Saved entries:
:::::

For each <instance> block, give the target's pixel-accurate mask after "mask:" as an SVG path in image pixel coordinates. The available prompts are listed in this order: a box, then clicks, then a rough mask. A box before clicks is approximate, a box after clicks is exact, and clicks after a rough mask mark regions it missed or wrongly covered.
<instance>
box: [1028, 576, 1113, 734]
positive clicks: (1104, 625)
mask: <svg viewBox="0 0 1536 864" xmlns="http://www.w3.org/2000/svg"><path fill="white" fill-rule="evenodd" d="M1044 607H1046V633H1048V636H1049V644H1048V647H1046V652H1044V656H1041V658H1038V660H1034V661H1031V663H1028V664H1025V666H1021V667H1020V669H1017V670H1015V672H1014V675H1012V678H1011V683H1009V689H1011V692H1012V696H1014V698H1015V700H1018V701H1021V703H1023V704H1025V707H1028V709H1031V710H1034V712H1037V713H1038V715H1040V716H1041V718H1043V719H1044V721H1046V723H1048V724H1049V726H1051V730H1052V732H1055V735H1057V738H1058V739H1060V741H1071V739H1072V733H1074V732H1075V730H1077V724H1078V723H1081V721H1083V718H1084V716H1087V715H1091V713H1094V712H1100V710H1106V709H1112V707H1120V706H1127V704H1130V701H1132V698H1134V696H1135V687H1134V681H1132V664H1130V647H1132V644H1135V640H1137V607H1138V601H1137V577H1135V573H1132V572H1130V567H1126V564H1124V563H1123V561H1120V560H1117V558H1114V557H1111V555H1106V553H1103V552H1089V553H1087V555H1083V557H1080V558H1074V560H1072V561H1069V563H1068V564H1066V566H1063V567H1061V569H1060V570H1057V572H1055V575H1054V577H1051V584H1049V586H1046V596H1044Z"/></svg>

:::::

▸ **How to complete this task**
Write out the records again, swapping "positive clicks" for "foreground clicks" wherever it occurs and leaving everything else unchanged.

▸ **Response box**
For each <instance> block, give the target's pixel-accurate mask after "mask:" as an SVG path in image pixel coordinates. The available prompts are listed in this order: a box, then clicks, then a rough mask. A box before clicks is approximate, a box after clicks is exact, and clicks after a rough mask mark regions it missed or wrongly covered.
<instance>
box: [1028, 576, 1113, 734]
foreground clicks: (1104, 625)
mask: <svg viewBox="0 0 1536 864" xmlns="http://www.w3.org/2000/svg"><path fill="white" fill-rule="evenodd" d="M1044 607H1046V633H1048V636H1049V644H1048V647H1046V652H1044V656H1041V658H1038V660H1034V661H1031V663H1028V664H1025V666H1021V667H1020V669H1017V670H1015V672H1014V675H1012V678H1011V683H1009V689H1011V692H1012V696H1014V698H1015V700H1018V701H1021V703H1023V704H1025V707H1028V709H1031V710H1034V712H1037V713H1038V715H1040V716H1041V718H1043V719H1044V721H1046V723H1048V724H1049V726H1051V730H1052V732H1055V735H1057V738H1058V739H1060V741H1071V739H1072V733H1074V732H1075V730H1077V724H1078V723H1081V721H1083V718H1084V716H1087V715H1091V713H1094V712H1100V710H1106V709H1112V707H1120V706H1127V704H1130V701H1132V698H1134V696H1135V687H1134V681H1132V664H1130V647H1132V644H1135V640H1137V607H1138V601H1137V577H1135V573H1132V572H1130V567H1126V564H1124V563H1123V561H1120V560H1117V558H1114V557H1111V555H1106V553H1103V552H1089V553H1087V555H1083V557H1080V558H1074V560H1072V561H1069V563H1068V564H1066V566H1063V567H1061V569H1060V570H1057V572H1055V575H1054V577H1051V584H1049V586H1046V596H1044Z"/></svg>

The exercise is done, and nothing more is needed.